**TESTO**
Da “Nostalgia” di Ermanno Rea un testamento morale per nuove cittadinanze…
Ottobre 19
12:43 2024

Ermanno Rea pubblica Nostalgia nel 2016, anno della sua scomparsa. Leggi qui:

Da un libro all’altro: la ‘nostalgia’ di un’altra vita, di un’altra Napoli…

 

L’autore, attraverso le battaglie, le vittorie, le sconfitte di padre Rega e del gruppo del Monacone, della comunità tutta, la disillusione finale portata dagli uomini del solito capitalismo disfattista, attento solo a distruggere radici e ad avanzare nel profitto, lascia il proprio profondo testamento di artista e uomo in pagine, davvero, memorabili, archetipo per ogni proponimento umanista. Ed è a padre Rega che fa dire:

«In questi anni, disse, mi sono chiesto spesso in che modo e con quali modelli sociali ed economici sia possibile migliorare la qualità della vita di ognuno, come spazzare via l’attuale sistema che continua a governare da solo l’intera famiglia umana. Oggi il denaro, comunque e ovunque raccolto, è gestito da società finanziarie, che a loro volta sono controllate da altre finanziarie di ordine superiore. Tutte insieme, costituiscono un universo chiuso, del tutto separato della produzione e dalla realtà nella quale viviamo. La finanza trae profitto solo dalla circolazione del capitale, il quale si muove per il mondo in modo frenetico e in tempo reale, senza nessun controllo da parte dei governi, con l’unico scopo di ottenere il massimo guadagno. Per i burattinai al vertice di queste società, non ha più valore chi produce, né cosa si produce. Il mondo finanziario non ha a cuore né il bene comune né i reali bisogni dell’uomo. Fratelli, si tratta di una forma di tirannia. Un sociologo, di cui non ricordo più il nome, si è posto una domanda singolare: riusciranno il tè asiatico e la cultura religiosa e familiare che ne accompagna il rito a sopravvivere all’assalto della commercializzazione globale della Coca-Cola? Il pranzo di famiglia sopravvivrà al fast food? I nostri figli sono di necessità destinati a una spietata omologazione? Sono soltanto in apparenza punti di domanda: siamo dentro a una stretta assolutistica dalla quale dobbiamo uscire a ogni costo.

**RECORD GREZZI**

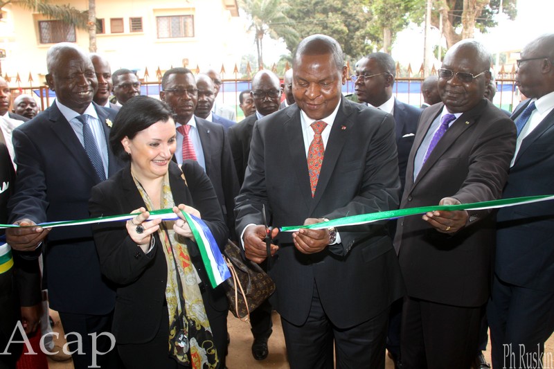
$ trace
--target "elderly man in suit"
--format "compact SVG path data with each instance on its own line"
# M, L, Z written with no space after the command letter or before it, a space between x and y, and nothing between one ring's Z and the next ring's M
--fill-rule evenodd
M186 68L173 68L161 78L160 98L175 113L177 143L175 160L181 165L185 159L198 161L213 185L225 223L234 235L235 197L239 186L227 135L220 124L195 116L198 89L195 77Z
M248 166L248 156L250 154L250 141L254 123L267 115L279 109L281 91L279 78L271 71L262 69L252 78L251 98L256 109L254 114L247 116L229 129L229 143L235 161L238 181L240 186L244 181L244 172Z
M438 72L443 103L423 111L401 208L500 197L515 146L509 118L484 98L490 54L463 40ZM408 289L403 368L470 368L490 293L494 219L487 210L434 211L400 220L395 237Z
M276 227L397 206L394 120L342 98L340 45L323 35L304 39L293 69L296 104L254 125L237 197L237 233L256 262L267 258L262 205ZM388 307L404 294L385 225L303 228L278 237L271 304L291 368L332 368L334 347L339 368L384 368Z
M524 47L517 66L516 84L529 100L512 116L518 136L506 198L552 193L554 33ZM488 307L492 366L542 368L544 342L554 331L554 209L550 201L505 208L497 219ZM521 361L533 355L537 361Z
M380 109L394 117L396 130L396 147L398 151L398 172L402 190L406 177L406 166L413 137L418 129L418 120L422 110L398 101L393 96L393 86L396 75L396 66L393 57L386 53L372 53L356 63L354 89L360 102ZM394 234L396 223L391 222ZM391 308L386 348L397 366L400 357L400 316L402 300Z
M60 43L48 50L46 63L56 100L13 132L18 178L8 207L10 222L20 225L88 218L91 188L120 166L107 145L116 111L92 102L98 82L89 56ZM69 343L75 367L91 365L91 335L110 332L115 292L100 273L91 226L31 226L6 234L15 249L46 255L51 306L66 333L82 339ZM96 343L101 352L111 345L104 336ZM116 359L111 354L98 357L102 368Z
M111 107L114 110L121 109L120 105L116 105L109 102L109 96L114 84L111 81L111 68L107 60L100 54L90 54L92 65L94 66L94 73L98 81L98 89L94 94L92 100L98 105L104 107Z
M198 102L196 104L195 115L210 122L222 125L225 132L227 132L227 129L235 125L235 121L229 120L212 112L212 107L215 101L212 79L207 74L199 74L196 76L196 87L198 89Z
M233 152L240 186L242 186L244 172L248 166L250 141L252 138L254 123L258 119L279 109L279 100L281 96L279 78L271 71L267 69L259 71L252 78L251 96L256 106L255 114L247 117L235 127L232 127L229 132L231 150ZM263 267L265 267L266 265L264 264ZM263 360L269 353L267 340L273 332L271 305L269 300L252 312L250 314L250 323L252 326L252 334L254 336L252 354L256 360Z
M8 221L8 200L15 184L15 172L1 131L0 183L0 223L5 224ZM3 235L4 230L1 229L0 236ZM20 331L16 328L17 321L21 321L25 333L29 334L38 328L40 320L38 260L26 260L18 254L10 250L5 240L0 240L0 368L9 369L15 368L23 346Z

**CONSEGNA**
Elenca, per favore, tutte le frasi che terminano con un punto interrogativo nel discorso di padre Rega riportato nel testo su Nostalgia. I record non hanno alcun legame con il testo.

**SOLUZIONE DELL'ESERCIZIO**
- «riusciranno il tè asiatico e la cultura religiosa e familiare che ne accompagna il rito a sopravvivere all'assalto della commercializzazione globale della Coca-Cola?»
- «Il pranzo di famiglia sopravvivrà al fast food?»
- «I nostri figli sono di necessità destinati a una spietata omologazione?»